##### Records supplied
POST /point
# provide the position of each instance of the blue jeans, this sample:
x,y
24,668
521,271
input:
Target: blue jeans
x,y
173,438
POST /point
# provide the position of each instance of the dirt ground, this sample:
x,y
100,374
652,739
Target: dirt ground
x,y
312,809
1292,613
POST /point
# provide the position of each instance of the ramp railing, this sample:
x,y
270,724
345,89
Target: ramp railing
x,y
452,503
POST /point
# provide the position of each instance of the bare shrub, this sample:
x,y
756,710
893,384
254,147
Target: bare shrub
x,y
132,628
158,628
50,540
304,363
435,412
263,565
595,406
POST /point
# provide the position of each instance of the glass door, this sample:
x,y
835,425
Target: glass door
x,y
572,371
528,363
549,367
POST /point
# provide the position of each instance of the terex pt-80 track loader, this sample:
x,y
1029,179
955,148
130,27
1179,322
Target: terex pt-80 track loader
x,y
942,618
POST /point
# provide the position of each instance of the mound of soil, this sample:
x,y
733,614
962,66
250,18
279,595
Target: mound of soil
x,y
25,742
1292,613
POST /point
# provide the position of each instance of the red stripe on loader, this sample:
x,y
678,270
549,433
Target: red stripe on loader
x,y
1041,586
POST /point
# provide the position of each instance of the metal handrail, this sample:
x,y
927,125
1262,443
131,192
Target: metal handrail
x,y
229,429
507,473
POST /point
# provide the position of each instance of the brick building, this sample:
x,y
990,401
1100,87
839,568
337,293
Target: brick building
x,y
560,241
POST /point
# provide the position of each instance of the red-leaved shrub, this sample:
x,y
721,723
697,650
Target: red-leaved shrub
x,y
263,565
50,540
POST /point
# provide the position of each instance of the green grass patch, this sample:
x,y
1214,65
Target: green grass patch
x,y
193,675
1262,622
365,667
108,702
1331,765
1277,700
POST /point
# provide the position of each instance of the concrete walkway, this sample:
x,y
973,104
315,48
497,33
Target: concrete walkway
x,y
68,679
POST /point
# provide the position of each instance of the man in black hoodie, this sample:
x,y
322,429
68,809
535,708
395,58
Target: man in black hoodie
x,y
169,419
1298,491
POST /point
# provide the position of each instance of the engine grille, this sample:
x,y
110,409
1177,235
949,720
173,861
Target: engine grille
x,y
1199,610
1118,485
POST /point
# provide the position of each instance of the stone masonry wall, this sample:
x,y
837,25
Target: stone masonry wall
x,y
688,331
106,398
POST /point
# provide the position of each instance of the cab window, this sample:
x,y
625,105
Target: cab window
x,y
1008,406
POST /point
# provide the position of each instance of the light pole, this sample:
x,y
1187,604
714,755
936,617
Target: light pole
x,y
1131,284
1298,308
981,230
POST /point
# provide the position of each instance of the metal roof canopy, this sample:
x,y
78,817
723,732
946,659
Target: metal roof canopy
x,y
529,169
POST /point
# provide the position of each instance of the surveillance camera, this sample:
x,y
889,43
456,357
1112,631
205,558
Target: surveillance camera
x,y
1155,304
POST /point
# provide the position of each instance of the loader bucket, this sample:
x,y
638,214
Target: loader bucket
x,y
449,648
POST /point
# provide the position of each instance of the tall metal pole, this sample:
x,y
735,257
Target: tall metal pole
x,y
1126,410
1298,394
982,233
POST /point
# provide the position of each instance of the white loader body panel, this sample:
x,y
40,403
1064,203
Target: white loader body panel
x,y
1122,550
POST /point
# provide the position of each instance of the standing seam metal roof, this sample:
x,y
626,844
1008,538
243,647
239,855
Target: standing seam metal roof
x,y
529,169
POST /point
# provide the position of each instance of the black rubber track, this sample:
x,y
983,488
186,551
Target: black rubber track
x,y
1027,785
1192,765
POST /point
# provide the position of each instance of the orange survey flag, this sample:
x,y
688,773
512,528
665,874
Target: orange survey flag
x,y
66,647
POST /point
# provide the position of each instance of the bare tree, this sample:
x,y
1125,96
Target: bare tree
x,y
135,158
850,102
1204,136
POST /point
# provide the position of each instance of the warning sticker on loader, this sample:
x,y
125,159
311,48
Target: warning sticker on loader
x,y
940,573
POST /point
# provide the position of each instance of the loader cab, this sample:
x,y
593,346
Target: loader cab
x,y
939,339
##########
Make an exact copy of the data above.

- Solution to this problem -
POST /point
# provide the position of each instance of the blue jeans, this sample:
x,y
24,668
521,271
input:
Target: blue jeans
x,y
173,438
POST /point
# provide the position of each instance of the dirt ground, this sample:
x,y
100,374
652,739
Target: dirt ground
x,y
312,809
1292,613
POST /point
# provide the position of each instance of the ramp railing, this sample:
x,y
270,724
345,89
Target: ramp railing
x,y
452,503
POST /point
# provide the position of each instance of the bare shrub, this sample:
x,y
756,710
893,384
254,147
Target: bare shrub
x,y
132,628
158,628
50,540
304,363
435,412
263,565
595,406
POST /point
# provide the position of each instance of the glass door, this sample:
x,y
835,425
Target: glass door
x,y
572,371
528,363
549,367
POST /point
# provide the position of each instance of the terex pt-80 track loader, this sample:
x,y
1029,179
955,148
130,27
1179,322
Target: terex pt-80 track loader
x,y
942,618
POST /point
# provide the position of each instance of the mound of soil, this sample:
x,y
733,614
962,66
250,18
279,595
Target: mound of soil
x,y
25,742
1292,613
POST /point
# provide the position of each instance of the red stripe on loader, this sample:
x,y
678,270
549,433
Target: red stripe on loader
x,y
1041,586
POST /point
# provide the position of each instance of the metal handrail, this sample:
x,y
927,125
1262,443
131,192
Target: metal handrail
x,y
229,429
507,473
POST /point
# provide the position of each instance of the brick building, this sample:
x,y
990,401
1100,87
839,568
337,293
Target: brick building
x,y
560,241
POST /point
# provide the position of each instance of the red-leaved shrub, this sample:
x,y
721,723
697,650
Target: red-leaved shrub
x,y
263,565
50,540
POST /point
# provide the position of each instance of the green grass patch, this sample:
x,y
1214,65
Target: green grass patch
x,y
193,675
1262,622
365,667
108,702
1331,765
1277,700
POST /point
# provide the position of each instance of the concrete walkway, this sample:
x,y
973,104
315,48
497,33
Target: concrete walkway
x,y
68,679
POST /point
# provide the position of each instance of the man in black hoodie, this sample:
x,y
322,429
68,809
535,708
395,58
Target: man in black hoodie
x,y
169,419
1298,491
POST /point
# provide the position of each instance of the engine grille, this sample:
x,y
110,409
1177,235
949,720
173,861
Target: engine grille
x,y
1199,610
1118,485
POST /point
# provide the position of each instance of the stone masonry wall, this sample:
x,y
837,25
Target: stone masonry wall
x,y
688,331
106,398
POST /point
# provide the position of each instance of the cab window, this sample:
x,y
625,105
Target: cab window
x,y
1008,406
POST /point
# provide the position of each instance of the light pole, this sample:
x,y
1187,604
714,755
936,617
Target: light pole
x,y
1131,284
1298,308
981,230
POST /point
# provide the position of each instance of the metal roof canopy, this sample:
x,y
78,817
723,732
946,659
Target: metal roof canopy
x,y
529,169
POST /point
# provide the position of each instance of the surveillance camera, this sample:
x,y
889,43
456,357
1112,631
205,558
Target: surveillance camera
x,y
1155,304
POST /point
# provide the position of each instance of the loader bucket, this sample:
x,y
638,214
Target: loader bucket
x,y
449,648
POST /point
# provide the position of each instance of the tall metal pole, this sample:
x,y
735,257
Target: tall metal pole
x,y
1126,410
1298,394
982,233
POST /point
# provide the position of each instance of the white loader body panel, this sample:
x,y
40,403
1064,203
Target: white loader body panel
x,y
1122,550
POST /point
# provide the position of each instance of the standing seam metal roof, this sample:
x,y
626,844
1008,538
243,647
239,855
Target: standing seam metal roof
x,y
529,169
POST /point
# provide the position of each instance of the black rubber track, this sample:
x,y
983,488
186,551
Target: black rubber track
x,y
1027,785
1192,765
POST /point
# provide the position of each instance of the orange survey flag, this sample:
x,y
688,773
512,528
665,874
Target: orange survey flag
x,y
66,647
POST /point
# provide the position of each instance of the bare tree, this sample:
x,y
1125,96
Target: bare tree
x,y
135,158
850,102
1204,136
POST /point
# provide the position of each instance of the warning sticker on loader, this sample:
x,y
125,159
311,48
Target: warning sticker on loader
x,y
940,573
POST /point
# provide the position of each instance of the loader cab, this sample:
x,y
593,346
Target: loader cab
x,y
939,339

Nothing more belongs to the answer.